__Your tasks__
a) Reproduce the part of the letter that begins at the words "I may hope at" and stop after "of miles distant.".
b) In the letter, what is the date of the note that the writer hopes to answer more fully later?

__Quoted text__
=======

The Letters of H. P. Blavatsky to A. P. Sinnett

Letter No. 187A

My dear Brother,

I may hope at some future time to be able to answer your note of the 1st August more fully and more satisfactorily than is now possible. That the Brothers exist I now know, but the proofs that I have had have been purely subjective and therefore useless to any but myself — unless indeed you consider it a proof of their existence that I here, at Simla, receive letters from one of them, my immediate teacher, dropped upon my table, I living alone in my house and Madame Blavatsky, Col. Olcott and all their chelas, etc., being thousands of miles distant.

I have certainly devoted my life or what little remains of it to the furtherance of the cause of Theosophy hoping and believing that I may thereby do some little good both by helping to lead many to join us on the platform of Universal love and charity and some few to join us on the higher platform of spiritual self-culture.

=======

__Rows__
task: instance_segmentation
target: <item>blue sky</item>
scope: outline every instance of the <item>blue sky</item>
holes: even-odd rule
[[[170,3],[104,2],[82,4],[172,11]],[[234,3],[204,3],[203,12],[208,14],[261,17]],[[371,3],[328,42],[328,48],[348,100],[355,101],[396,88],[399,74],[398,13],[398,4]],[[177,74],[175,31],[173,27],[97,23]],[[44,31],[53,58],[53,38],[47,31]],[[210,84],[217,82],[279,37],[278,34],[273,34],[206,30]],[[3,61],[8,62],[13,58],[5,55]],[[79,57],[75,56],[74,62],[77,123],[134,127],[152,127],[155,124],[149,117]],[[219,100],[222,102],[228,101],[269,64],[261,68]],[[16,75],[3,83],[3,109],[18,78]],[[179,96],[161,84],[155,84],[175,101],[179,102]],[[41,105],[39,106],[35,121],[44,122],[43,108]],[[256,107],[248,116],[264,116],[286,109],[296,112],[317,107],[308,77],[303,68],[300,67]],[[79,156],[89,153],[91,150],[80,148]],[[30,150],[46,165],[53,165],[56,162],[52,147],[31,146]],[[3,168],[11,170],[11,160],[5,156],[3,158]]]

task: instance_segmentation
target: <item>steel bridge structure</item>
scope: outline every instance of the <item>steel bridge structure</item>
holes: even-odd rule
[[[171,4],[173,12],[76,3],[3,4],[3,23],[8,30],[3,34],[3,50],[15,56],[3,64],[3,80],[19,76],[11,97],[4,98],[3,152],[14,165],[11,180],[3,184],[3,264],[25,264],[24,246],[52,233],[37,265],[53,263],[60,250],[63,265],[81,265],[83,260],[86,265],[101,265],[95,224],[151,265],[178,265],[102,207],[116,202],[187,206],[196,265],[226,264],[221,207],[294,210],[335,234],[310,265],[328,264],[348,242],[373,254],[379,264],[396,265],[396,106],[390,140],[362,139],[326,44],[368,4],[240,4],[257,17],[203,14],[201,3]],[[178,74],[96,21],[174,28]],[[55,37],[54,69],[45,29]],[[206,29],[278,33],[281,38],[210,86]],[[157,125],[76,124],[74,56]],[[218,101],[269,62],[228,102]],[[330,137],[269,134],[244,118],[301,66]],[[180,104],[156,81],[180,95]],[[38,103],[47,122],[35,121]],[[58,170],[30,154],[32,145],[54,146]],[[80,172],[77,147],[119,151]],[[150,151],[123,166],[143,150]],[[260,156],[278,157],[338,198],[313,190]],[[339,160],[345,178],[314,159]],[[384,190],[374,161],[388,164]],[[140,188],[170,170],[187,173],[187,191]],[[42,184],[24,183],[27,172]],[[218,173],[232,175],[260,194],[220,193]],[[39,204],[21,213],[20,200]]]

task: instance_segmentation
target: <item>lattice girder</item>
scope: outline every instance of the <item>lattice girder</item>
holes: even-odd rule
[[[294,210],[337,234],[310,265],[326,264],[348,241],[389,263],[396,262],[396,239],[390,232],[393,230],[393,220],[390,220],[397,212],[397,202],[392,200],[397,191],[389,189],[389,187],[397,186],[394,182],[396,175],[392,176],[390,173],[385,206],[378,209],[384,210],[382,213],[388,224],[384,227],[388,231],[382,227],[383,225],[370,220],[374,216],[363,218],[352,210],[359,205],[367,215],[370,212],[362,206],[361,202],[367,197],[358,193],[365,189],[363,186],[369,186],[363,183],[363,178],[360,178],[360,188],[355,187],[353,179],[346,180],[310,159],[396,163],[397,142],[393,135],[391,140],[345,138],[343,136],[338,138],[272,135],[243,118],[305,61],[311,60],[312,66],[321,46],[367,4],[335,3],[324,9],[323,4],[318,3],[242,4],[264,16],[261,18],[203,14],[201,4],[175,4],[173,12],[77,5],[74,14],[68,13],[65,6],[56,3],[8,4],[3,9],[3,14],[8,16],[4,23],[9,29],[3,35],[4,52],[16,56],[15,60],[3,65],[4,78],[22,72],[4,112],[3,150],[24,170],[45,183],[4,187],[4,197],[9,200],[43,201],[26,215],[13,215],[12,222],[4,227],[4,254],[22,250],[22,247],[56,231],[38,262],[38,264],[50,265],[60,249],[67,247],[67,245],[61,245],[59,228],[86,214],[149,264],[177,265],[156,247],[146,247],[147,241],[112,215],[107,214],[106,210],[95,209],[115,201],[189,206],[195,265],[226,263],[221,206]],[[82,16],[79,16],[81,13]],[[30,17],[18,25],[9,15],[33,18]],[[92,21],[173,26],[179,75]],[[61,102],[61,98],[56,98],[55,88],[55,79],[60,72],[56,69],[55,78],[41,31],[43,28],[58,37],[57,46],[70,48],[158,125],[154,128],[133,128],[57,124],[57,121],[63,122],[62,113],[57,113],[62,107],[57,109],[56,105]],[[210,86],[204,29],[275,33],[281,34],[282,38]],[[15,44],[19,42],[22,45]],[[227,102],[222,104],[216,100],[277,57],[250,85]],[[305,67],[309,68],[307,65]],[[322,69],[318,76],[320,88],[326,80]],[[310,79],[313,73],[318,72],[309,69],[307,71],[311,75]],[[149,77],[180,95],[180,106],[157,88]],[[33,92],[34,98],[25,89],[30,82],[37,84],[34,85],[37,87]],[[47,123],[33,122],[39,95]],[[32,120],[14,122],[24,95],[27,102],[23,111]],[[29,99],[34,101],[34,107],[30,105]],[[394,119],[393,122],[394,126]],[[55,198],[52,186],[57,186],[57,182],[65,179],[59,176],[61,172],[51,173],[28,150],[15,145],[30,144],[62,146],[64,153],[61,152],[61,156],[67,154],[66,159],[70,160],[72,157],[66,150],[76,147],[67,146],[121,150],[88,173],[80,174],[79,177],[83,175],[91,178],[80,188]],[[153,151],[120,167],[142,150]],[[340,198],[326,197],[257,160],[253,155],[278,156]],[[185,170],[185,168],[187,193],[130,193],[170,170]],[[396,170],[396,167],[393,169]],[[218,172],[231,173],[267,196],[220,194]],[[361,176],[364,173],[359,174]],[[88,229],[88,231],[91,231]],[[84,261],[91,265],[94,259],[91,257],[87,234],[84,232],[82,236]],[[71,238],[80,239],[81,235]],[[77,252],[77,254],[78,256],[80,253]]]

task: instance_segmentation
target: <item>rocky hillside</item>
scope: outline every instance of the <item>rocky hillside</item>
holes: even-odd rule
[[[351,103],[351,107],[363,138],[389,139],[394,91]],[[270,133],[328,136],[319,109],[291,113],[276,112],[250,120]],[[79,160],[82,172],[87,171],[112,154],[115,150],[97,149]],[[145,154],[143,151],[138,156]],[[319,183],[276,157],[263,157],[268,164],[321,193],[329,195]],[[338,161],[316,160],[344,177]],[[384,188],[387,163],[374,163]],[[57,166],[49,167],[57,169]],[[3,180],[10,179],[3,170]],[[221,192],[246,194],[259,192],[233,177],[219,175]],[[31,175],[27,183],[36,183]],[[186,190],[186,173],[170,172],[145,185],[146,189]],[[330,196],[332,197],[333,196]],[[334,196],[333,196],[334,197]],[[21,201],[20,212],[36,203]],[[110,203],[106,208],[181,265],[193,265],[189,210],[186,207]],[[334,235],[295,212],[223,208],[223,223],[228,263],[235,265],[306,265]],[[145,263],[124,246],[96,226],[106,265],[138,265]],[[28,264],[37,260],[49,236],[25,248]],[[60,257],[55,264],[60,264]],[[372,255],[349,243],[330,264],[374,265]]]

=======

__Per-task outputs__
a)
I may hope at some future time to be able to answer your note of the 1st August more fully and more satisfactorily than is now possible. That the Brothers exist I now know, but the proofs that I have had have been purely subjective and therefore useless to any but myself — unless indeed you consider it a proof of their existence that I here, at Simla, receive letters from one of them, my immediate teacher, dropped upon my table, I living alone in my house and Madame Blavatsky, Col. Olcott and all their chelas, etc., being thousands of miles distant.

b) The 1st August.